At Panda Strike, we were starting a new company, so we had no existing team, nor an office. Within a few months, I noticed that our more-or-less weekly video chats were…well, drifting. We had trouble staying focused. We’d chat for an hour before realizing our scheduled time was up. At first, I tried insisting that we focus better. But I soon realized that we needed that time. After all, starting a company is a daunting endeavor. And it felt good just to catch up a bit each week. It was a reminder of why we had chosen to work together to begin with. I learned to let meetings wander a bit, to let everyone enjoy each others’ company before getting down to business.
I don’t think any of us regret going 100% remote. I certainly don’t. And I believe the advantages outweigh the disadvantages. I get to work with these amazing people exactly because we work remotely. Put another way, working remotely gives us more choice in who those friends are that we work with every day. The trade-off is that we don’t get to see them, but, since the alternative is not to work with them at all, it’s an easy one to make.
We’re slowly figuring out the social interaction element. We’ve grown too large for our weekly bullshit sessions on video chat. One thing about being asynchronous and spread out around the world is that it’s hard to coordinate everyone’s schedules. Technology is a limiting factor, too. We typically can’t get more than a half-dozen people in a video-chat session without connectivity issues. So interactions tend to happen in smaller groups. Of course, that’s what happens in an office, too. No one thinks, great, a company-wide meeting! We fly people into town from time to time, which is great, but that’s disruptive to people’s lives, and not everyone is here in Santa Monica anyway. We throw parties, but, again, that only works for the people who are local. Still, all things considered, I think we’re pretty happy.

◆ Data ◆
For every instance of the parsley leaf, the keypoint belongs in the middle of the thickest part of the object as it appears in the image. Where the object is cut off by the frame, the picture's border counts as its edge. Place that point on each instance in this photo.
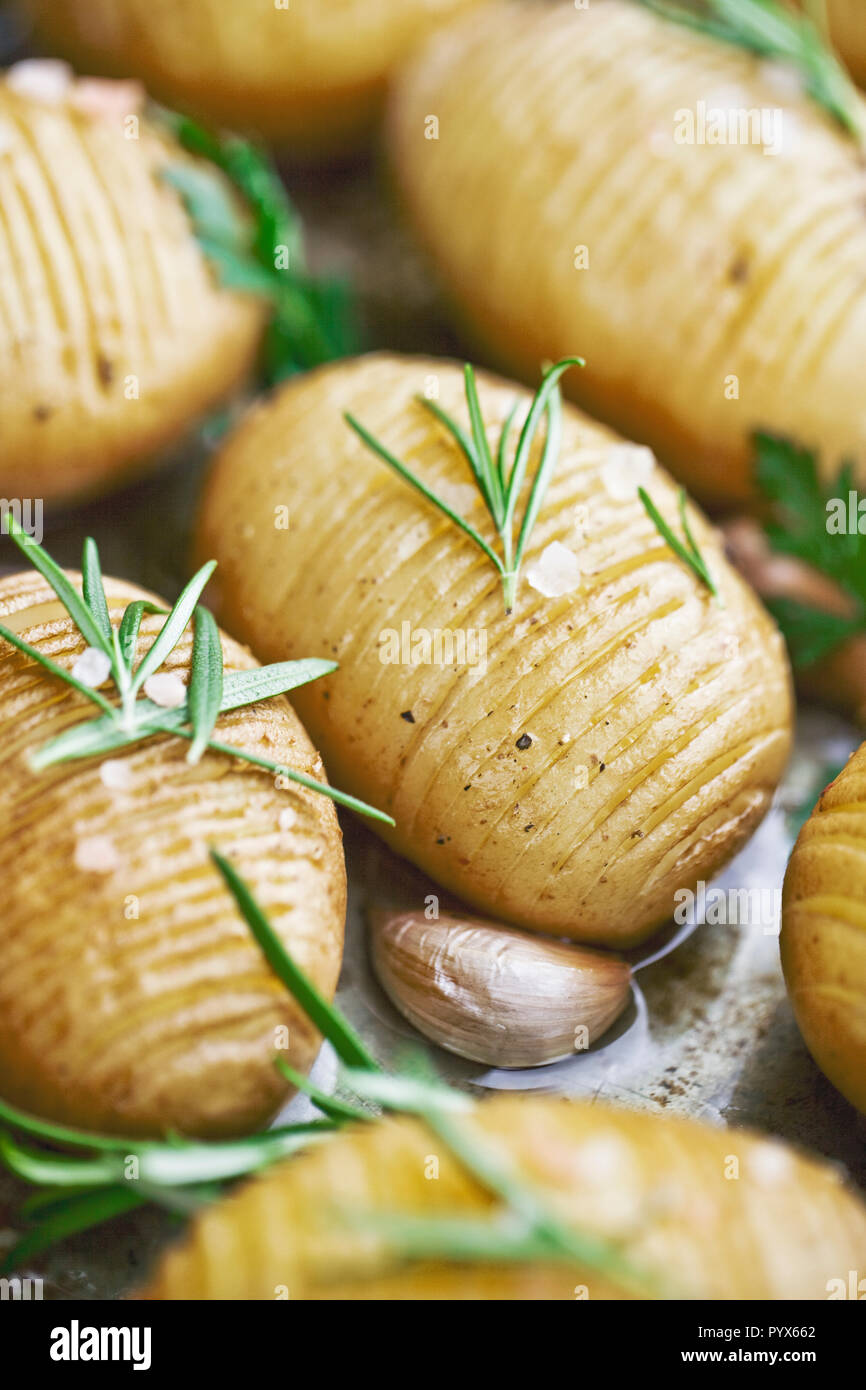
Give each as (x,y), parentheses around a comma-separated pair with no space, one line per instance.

◆ Task ◆
Please continue the passage above about working fully remote at Panda Strike, picking up after its final sentence.

◆ Output for this exercise ◆
We’re Like A (TV) Family
The analogy I’d make is to a family. This analogy depends on a kind of Platonic ideal of family, which probably no one really has, but bear with me. Modern families spread out, sometimes all over the world. They may reunite over the holidays, but there’s usually a few that couldn’t make it this year. You stay in touch via email or Facebook, and the occasional phone call. And you get used to being spread out. And it’s worth it because of this job or that university or because you want live near the ocean or because you enjoy winter sports or because you fell in love. A century ago, this was the exception. Today, it’s the rule.
The same transition is overtaking our work lives. Remote work, in essence, is this same kind of spreading out. Which means being apart. And that’s the hardest part. But it’s worth it because some of us want to live near the ocean while some of us enjoy winter sports and some of us do improv and and so on. And, working remotely, we can do those things and work together, too.
And like family, we know we can pick up the phone at any time, even if just to say hello.